> **Work required**: Please transcribe every line of the data below, keeping each character as it appears.
------------------------------
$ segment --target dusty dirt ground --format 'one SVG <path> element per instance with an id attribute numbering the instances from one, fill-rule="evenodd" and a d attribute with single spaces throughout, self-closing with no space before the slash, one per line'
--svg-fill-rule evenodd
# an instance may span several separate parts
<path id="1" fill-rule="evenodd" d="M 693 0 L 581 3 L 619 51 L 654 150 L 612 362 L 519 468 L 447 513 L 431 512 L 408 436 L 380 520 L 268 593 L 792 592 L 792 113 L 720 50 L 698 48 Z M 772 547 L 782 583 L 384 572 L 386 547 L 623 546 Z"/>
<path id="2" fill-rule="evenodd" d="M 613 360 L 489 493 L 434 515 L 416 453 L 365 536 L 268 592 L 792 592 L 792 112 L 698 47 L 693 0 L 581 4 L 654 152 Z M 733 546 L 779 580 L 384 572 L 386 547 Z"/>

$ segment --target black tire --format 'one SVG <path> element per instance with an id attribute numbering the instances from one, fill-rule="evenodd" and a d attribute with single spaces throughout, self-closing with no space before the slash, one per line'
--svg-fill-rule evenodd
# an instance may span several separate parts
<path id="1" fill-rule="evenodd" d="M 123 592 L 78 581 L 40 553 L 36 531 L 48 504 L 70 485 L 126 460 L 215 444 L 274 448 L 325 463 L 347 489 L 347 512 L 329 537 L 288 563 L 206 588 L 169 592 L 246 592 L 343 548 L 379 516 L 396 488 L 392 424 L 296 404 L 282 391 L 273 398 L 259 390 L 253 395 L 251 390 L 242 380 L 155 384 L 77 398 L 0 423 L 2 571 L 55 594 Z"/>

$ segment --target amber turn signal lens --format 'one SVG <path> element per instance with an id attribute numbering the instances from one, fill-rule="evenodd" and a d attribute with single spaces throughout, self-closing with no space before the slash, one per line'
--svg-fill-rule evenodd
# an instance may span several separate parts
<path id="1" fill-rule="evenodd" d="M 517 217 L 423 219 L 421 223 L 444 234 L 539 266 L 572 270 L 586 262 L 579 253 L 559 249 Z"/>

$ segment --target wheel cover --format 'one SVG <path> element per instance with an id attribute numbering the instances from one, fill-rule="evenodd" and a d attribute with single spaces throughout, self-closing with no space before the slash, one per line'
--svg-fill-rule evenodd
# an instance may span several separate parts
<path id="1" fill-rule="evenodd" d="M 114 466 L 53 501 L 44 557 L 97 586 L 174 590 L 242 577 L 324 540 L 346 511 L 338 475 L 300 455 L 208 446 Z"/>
------------------------------
> **Response**:
$ segment --target dusty dirt ground --format 'one SVG <path> element per instance with an id attribute numbering the instances from one, fill-rule="evenodd" and a d attribute with single spaces throughout, self-closing with no space before the slash, one per line'
--svg-fill-rule evenodd
# an instance may span several separate parts
<path id="1" fill-rule="evenodd" d="M 693 0 L 581 3 L 619 51 L 654 150 L 612 362 L 519 468 L 447 513 L 431 512 L 408 436 L 380 520 L 268 593 L 792 592 L 792 113 L 720 50 L 698 48 Z M 772 547 L 782 583 L 384 572 L 386 547 L 623 546 Z"/>
<path id="2" fill-rule="evenodd" d="M 613 360 L 489 493 L 434 515 L 416 453 L 365 536 L 268 592 L 792 592 L 792 112 L 698 47 L 693 0 L 581 4 L 654 152 Z M 733 546 L 779 580 L 384 572 L 386 547 Z"/>

$ segment --target black tire --format 'one SVG <path> element per instance with an id attribute numbering the instances from one, fill-rule="evenodd" and a d attribute with single spaces throughout, self-closing with no space before the slash, one per line'
--svg-fill-rule evenodd
# an instance may span several separate parts
<path id="1" fill-rule="evenodd" d="M 123 592 L 78 581 L 40 553 L 36 531 L 48 504 L 70 485 L 126 460 L 215 444 L 274 448 L 325 463 L 347 489 L 347 512 L 329 537 L 288 563 L 206 588 L 169 592 L 246 592 L 343 548 L 379 516 L 396 488 L 392 424 L 296 404 L 282 391 L 273 398 L 259 390 L 253 395 L 251 390 L 242 380 L 155 384 L 77 398 L 0 423 L 2 571 L 55 594 Z"/>

$ segment --target amber turn signal lens --format 'one SVG <path> element per instance with an id attribute numbering the instances from one, fill-rule="evenodd" and a d attribute with single spaces throughout, self-closing with no space before the slash, one per line'
--svg-fill-rule evenodd
# an instance may span several separate parts
<path id="1" fill-rule="evenodd" d="M 517 217 L 423 219 L 421 223 L 444 234 L 539 266 L 572 270 L 586 262 L 579 253 L 559 249 Z"/>

$ segment --target wheel cover --format 'one SVG <path> element per instance with an id attribute numbering the instances from one, fill-rule="evenodd" and a d attribute with single spaces throughout, self-closing with no space before the slash, one per line'
--svg-fill-rule evenodd
# an instance may span several separate parts
<path id="1" fill-rule="evenodd" d="M 114 466 L 53 501 L 44 557 L 97 586 L 174 590 L 242 577 L 324 540 L 346 511 L 338 475 L 300 455 L 208 446 Z"/>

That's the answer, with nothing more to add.